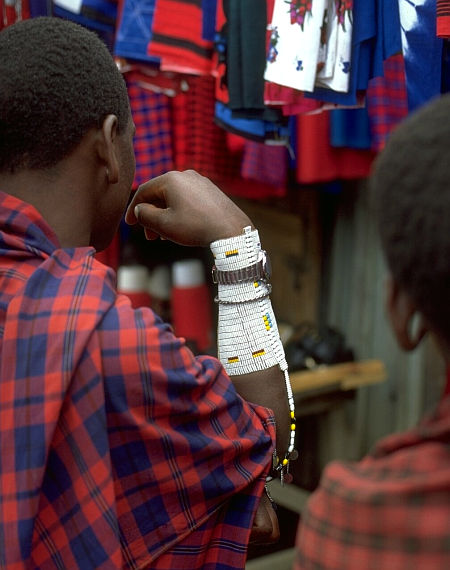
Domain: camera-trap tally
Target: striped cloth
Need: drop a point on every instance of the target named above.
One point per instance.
(443, 18)
(118, 448)
(389, 511)
(153, 138)
(177, 37)
(387, 101)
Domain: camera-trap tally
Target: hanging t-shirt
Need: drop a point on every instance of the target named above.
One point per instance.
(318, 161)
(177, 37)
(422, 51)
(134, 30)
(294, 45)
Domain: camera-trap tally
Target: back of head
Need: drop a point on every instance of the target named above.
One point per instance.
(411, 184)
(57, 80)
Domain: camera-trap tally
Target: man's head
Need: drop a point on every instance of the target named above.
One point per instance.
(411, 183)
(57, 81)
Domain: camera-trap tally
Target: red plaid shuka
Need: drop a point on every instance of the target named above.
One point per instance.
(390, 511)
(118, 448)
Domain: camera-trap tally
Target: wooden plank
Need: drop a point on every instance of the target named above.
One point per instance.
(344, 376)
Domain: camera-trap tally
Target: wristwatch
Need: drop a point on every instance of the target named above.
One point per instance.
(261, 270)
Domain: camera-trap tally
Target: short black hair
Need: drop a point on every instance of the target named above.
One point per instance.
(411, 186)
(57, 81)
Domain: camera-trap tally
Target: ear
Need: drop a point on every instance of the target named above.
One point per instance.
(107, 148)
(402, 311)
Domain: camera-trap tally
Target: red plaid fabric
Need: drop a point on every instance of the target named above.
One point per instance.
(198, 142)
(177, 37)
(153, 140)
(387, 100)
(118, 448)
(390, 511)
(443, 18)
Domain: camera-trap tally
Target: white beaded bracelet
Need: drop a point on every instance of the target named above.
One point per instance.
(247, 337)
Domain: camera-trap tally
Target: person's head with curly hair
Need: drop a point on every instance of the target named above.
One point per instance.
(66, 132)
(411, 185)
(57, 80)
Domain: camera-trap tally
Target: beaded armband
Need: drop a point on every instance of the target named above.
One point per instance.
(247, 337)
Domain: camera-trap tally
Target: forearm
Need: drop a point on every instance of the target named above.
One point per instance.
(249, 344)
(267, 388)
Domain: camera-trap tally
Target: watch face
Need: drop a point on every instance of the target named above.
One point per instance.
(265, 265)
(268, 267)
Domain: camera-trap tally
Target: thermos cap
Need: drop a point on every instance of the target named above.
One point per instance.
(132, 278)
(188, 273)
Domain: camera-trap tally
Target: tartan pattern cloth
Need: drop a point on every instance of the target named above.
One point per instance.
(153, 138)
(177, 37)
(118, 448)
(443, 18)
(200, 144)
(387, 101)
(391, 510)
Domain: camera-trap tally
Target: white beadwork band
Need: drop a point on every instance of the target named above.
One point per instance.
(247, 337)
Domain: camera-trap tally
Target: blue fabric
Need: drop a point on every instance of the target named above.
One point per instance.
(350, 128)
(209, 10)
(256, 129)
(422, 51)
(376, 36)
(134, 31)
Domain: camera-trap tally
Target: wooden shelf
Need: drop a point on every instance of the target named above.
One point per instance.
(344, 376)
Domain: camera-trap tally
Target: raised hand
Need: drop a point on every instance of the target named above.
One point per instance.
(186, 208)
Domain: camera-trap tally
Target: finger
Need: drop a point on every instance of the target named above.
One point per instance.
(152, 192)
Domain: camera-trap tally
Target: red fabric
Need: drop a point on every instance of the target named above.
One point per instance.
(266, 164)
(318, 161)
(191, 315)
(390, 511)
(447, 385)
(198, 142)
(443, 18)
(387, 100)
(177, 37)
(118, 448)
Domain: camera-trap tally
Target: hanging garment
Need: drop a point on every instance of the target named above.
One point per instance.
(336, 40)
(350, 128)
(387, 101)
(152, 141)
(245, 36)
(177, 37)
(422, 51)
(198, 142)
(209, 10)
(97, 15)
(134, 30)
(265, 163)
(443, 18)
(376, 36)
(318, 161)
(294, 45)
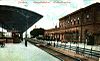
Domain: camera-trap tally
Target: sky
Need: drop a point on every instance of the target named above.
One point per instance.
(51, 10)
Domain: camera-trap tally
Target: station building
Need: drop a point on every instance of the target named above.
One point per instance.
(76, 26)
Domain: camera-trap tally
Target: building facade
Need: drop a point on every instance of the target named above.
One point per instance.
(78, 25)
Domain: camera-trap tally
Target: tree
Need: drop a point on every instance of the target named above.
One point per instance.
(36, 32)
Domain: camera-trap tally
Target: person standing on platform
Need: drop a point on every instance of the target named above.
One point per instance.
(25, 42)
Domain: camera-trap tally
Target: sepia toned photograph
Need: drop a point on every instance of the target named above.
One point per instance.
(49, 30)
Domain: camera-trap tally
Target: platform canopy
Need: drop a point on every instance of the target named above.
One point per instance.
(17, 19)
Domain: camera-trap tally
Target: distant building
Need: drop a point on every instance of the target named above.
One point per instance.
(76, 26)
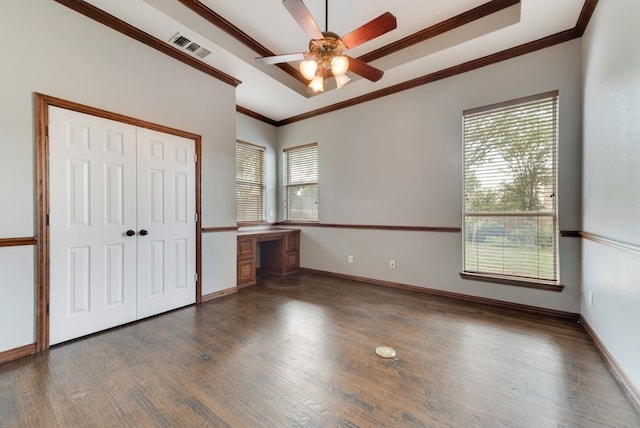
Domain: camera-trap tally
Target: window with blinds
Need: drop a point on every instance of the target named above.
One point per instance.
(510, 175)
(301, 183)
(249, 182)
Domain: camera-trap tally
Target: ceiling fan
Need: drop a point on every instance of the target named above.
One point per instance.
(325, 56)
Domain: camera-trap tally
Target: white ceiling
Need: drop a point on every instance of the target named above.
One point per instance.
(271, 92)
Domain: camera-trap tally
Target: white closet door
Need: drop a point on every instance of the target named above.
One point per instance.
(166, 222)
(92, 176)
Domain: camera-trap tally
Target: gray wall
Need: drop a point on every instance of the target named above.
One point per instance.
(50, 49)
(398, 161)
(612, 179)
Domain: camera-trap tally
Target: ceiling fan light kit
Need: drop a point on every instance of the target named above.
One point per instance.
(326, 49)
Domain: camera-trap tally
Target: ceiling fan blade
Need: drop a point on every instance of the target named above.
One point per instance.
(301, 14)
(364, 69)
(277, 59)
(372, 29)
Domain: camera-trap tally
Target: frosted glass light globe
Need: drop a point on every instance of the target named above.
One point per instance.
(339, 65)
(308, 68)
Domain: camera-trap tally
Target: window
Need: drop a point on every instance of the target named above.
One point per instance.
(249, 182)
(301, 183)
(510, 175)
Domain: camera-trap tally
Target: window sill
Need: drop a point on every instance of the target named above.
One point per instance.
(517, 282)
(298, 222)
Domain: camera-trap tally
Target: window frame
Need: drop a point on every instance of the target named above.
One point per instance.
(286, 184)
(519, 279)
(262, 184)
★ ★ ★ ★ ★
**Task details:** Drop the images; restate the listing exactly.

**Solution to this exercise:**
Domain: camera-trap tally
Target: striped cloth
Need: drop a point on every instance of the target named above.
One point per instance.
(443, 18)
(118, 448)
(389, 511)
(153, 138)
(177, 37)
(387, 101)
Domain: camera-trap tally
Target: hanging t-shirt
Need: drop a point on every instance of the target named above.
One point per instance.
(318, 161)
(177, 37)
(422, 51)
(134, 30)
(294, 45)
Domain: camera-trap tally
Target: back of head
Need: drop a point on every instance of the target named above.
One point per instance.
(411, 184)
(57, 80)
Domain: camera-trap tally
Target: man's head
Need: drop a point on every instance of the target named above.
One point per instance.
(411, 183)
(57, 81)
Domain: camera-trap tally
Target: red plaid shuka
Need: drop a point on every instance of the target named above.
One point per instance.
(390, 511)
(118, 448)
Domain: camera-trap tally
Target: wooden plank
Need: drop a point on every instance of the target named above.
One point per instance.
(344, 376)
Domain: camera-trap tally
Target: wristwatch
Need: drop a point on every instance of the target named above.
One point per instance.
(261, 270)
Domain: camera-trap tally
Target: short black hair
Need: drop a point on every instance of the target named above.
One point per instance.
(411, 186)
(57, 81)
Domain: camera-trap tally
Target: ear
Need: drop a point on every instance of the target named above.
One point per instance.
(107, 148)
(402, 311)
Domain: camera-trap tally
Target: red plaid fabric
Need: drop a point on every instance of the target named above.
One point per instance.
(198, 142)
(177, 37)
(153, 140)
(387, 100)
(118, 448)
(390, 511)
(443, 18)
Domain: camera-trap tally
Target: white beaded bracelet
Need: drop a point on every instance of the target named above.
One point per instance.
(247, 337)
Domain: camera-trap tally
Target: person's head with curly hair
Need: drop a point on every instance of the target named above.
One point per instance.
(66, 132)
(411, 185)
(57, 80)
Domain: camera-trap tally
Target: beaded armband
Need: drop a point on every instance of the target named above.
One point per instance.
(247, 337)
Domain: camera-trap tally
Target: forearm
Need: drop a point on every instance of the target named above.
One point per instance.
(249, 344)
(267, 388)
Domain: camera-trap tally
Target: watch face
Need: drop a point on every instance of the target named above.
One point per instance.
(265, 265)
(268, 267)
Domain: camera-trap tally
Target: thermos cap
Need: drop a point on every instance of the target named above.
One point per instance.
(132, 278)
(188, 273)
Domain: camera-trap tally
Target: tartan pattern cloth
Need: drop a point on every instance of the target named above.
One point per instance.
(153, 138)
(177, 37)
(118, 448)
(443, 18)
(200, 144)
(387, 101)
(391, 510)
Domain: camera-trap tally
Target: white beadwork band
Need: drop a point on every instance of the target named above.
One point per instance.
(247, 337)
Domain: camera-trap tally
Target: blue fabric
Need: drop a point on every instance of the target named above.
One point per instance.
(350, 128)
(209, 10)
(256, 129)
(422, 51)
(376, 36)
(134, 31)
Domain: camera-trap tally
Target: wooden shelf
Need: drop a point on every instance of the target named above.
One point per instance.
(344, 376)
Domain: camera-trap tally
Target: raised hand
Need: drop a point on every instance of the target named above.
One point per instance.
(186, 208)
Domain: camera-trap tally
Target: finger
Need: drop a point on every instance of the target named above.
One point per instance.
(152, 192)
Domain: camera-trap tally
Target: red fabric
Need: drop a point on every instance of the target named above.
One point per instance.
(266, 164)
(318, 161)
(191, 315)
(390, 511)
(447, 385)
(198, 142)
(443, 18)
(387, 100)
(177, 37)
(118, 448)
Domain: camera-trap tally
Target: hanging garment
Need: drop a point on every instance of the target named above.
One point per instance.
(336, 40)
(350, 128)
(387, 101)
(152, 141)
(245, 36)
(177, 37)
(422, 51)
(198, 142)
(209, 10)
(97, 15)
(134, 30)
(265, 163)
(443, 18)
(376, 36)
(318, 161)
(294, 45)
Domain: camera-trap tally
Target: sky
Need: drop a point on every instance of the target named above.
One point per instance.
(51, 10)
Domain: camera-trap tally
Target: station building
Need: drop a point on every instance of the target named above.
One point per instance.
(76, 26)
Domain: camera-trap tally
Target: building facade
Need: drop a point on every instance of the target named above.
One point per instance.
(78, 25)
Domain: camera-trap tally
Target: tree
Need: drop a point on every instance of the target named above.
One point per instance.
(36, 32)
Domain: camera-trap tally
Target: person standing on platform
Need: drop a point on every instance of the target named above.
One point per instance.
(25, 42)
Domain: camera-trap tally
Target: sepia toned photograph
Need: drop a point on every instance of the target named above.
One point per instance.
(49, 30)
Domain: camera-trap tally
Target: platform canopy
Need: drop a point on every instance of the target named above.
One point per instance.
(17, 19)
Domain: camera-trap tally
Target: distant building
Need: drop a point on every instance of the target named above.
One point per instance.
(76, 26)
Domain: camera-trap tally
Target: window with blinds
Need: drop a point on every instance of the target named above.
One point per instance.
(510, 175)
(301, 183)
(249, 182)
Domain: camera-trap tally
Target: ceiling fan
Need: drop a point on every instance of the target named above.
One point per instance.
(325, 56)
Domain: camera-trap tally
Target: white ceiling
Need: drop a point on every instance of the target named above.
One point per instance.
(271, 92)
Domain: camera-trap tally
Target: white closet door
Need: drop a point on every instance of the target named above.
One point per instance.
(166, 222)
(92, 176)
Domain: camera-trap tally
Target: gray wall
Need: drop a point on every instance of the target named above.
One point per instance.
(50, 49)
(398, 161)
(612, 179)
Domain: camera-trap tally
Target: ceiling fan light kit
Need: drop a point on every instance of the target named above.
One point per instance.
(326, 49)
Domain: camera-trap tally
Target: ceiling fan blade
Need: drop a point on every instance of the target named above.
One point per instance.
(301, 14)
(364, 69)
(277, 59)
(372, 29)
Domain: camera-trap tally
Target: frosted glass light globe
Need: drop a point on every instance of the target named above.
One point per instance.
(339, 65)
(308, 68)
Domain: camera-trap tally
Target: window
Need: drop a point on every instance of the target named above.
One point per instance.
(249, 182)
(301, 183)
(510, 175)
Domain: camera-trap tally
Target: window sill
Need: drop a point on every instance of the target named above.
One point per instance.
(517, 282)
(298, 222)
Domain: camera-trap tally
Target: window frame
Need: drop a point on every instance of the target named above.
One point per instance.
(286, 184)
(519, 279)
(262, 184)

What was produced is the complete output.